◆ Stored data
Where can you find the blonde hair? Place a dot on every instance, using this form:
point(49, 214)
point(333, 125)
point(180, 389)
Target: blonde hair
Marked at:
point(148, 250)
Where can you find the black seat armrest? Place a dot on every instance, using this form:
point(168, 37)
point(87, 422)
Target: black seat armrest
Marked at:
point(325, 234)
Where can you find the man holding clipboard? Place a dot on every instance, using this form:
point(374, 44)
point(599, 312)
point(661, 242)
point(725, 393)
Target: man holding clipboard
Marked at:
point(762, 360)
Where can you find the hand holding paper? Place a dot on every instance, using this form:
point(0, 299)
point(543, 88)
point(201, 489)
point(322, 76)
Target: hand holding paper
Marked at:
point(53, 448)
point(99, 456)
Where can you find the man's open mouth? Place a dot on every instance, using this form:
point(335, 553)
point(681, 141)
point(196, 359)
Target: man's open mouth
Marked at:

◆ Exercise description
Starting at the line that contains "Where can you find the hand" and ending with the last line of the data, put those lines into a Markdown table with the columns Row and Line. Number each row and omit any blank lines.

◆ Solution for this problem
| Row | Line |
|---|---|
| 1 | Where can you find the hand holding paper? Place a dot on every instance, using this form: |
| 2 | point(0, 299) |
| 3 | point(543, 88) |
| 4 | point(201, 489) |
| 5 | point(322, 76) |
| 6 | Target: hand holding paper |
| 7 | Marked at: |
| 8 | point(53, 448) |
| 9 | point(99, 456) |
| 10 | Where can you find the man's open mouth? Place a dot on every instance, using this form: |
| 11 | point(335, 553) |
| 12 | point(681, 141) |
| 13 | point(196, 359) |
| 14 | Target: man's open mouth |
| 15 | Marked at: |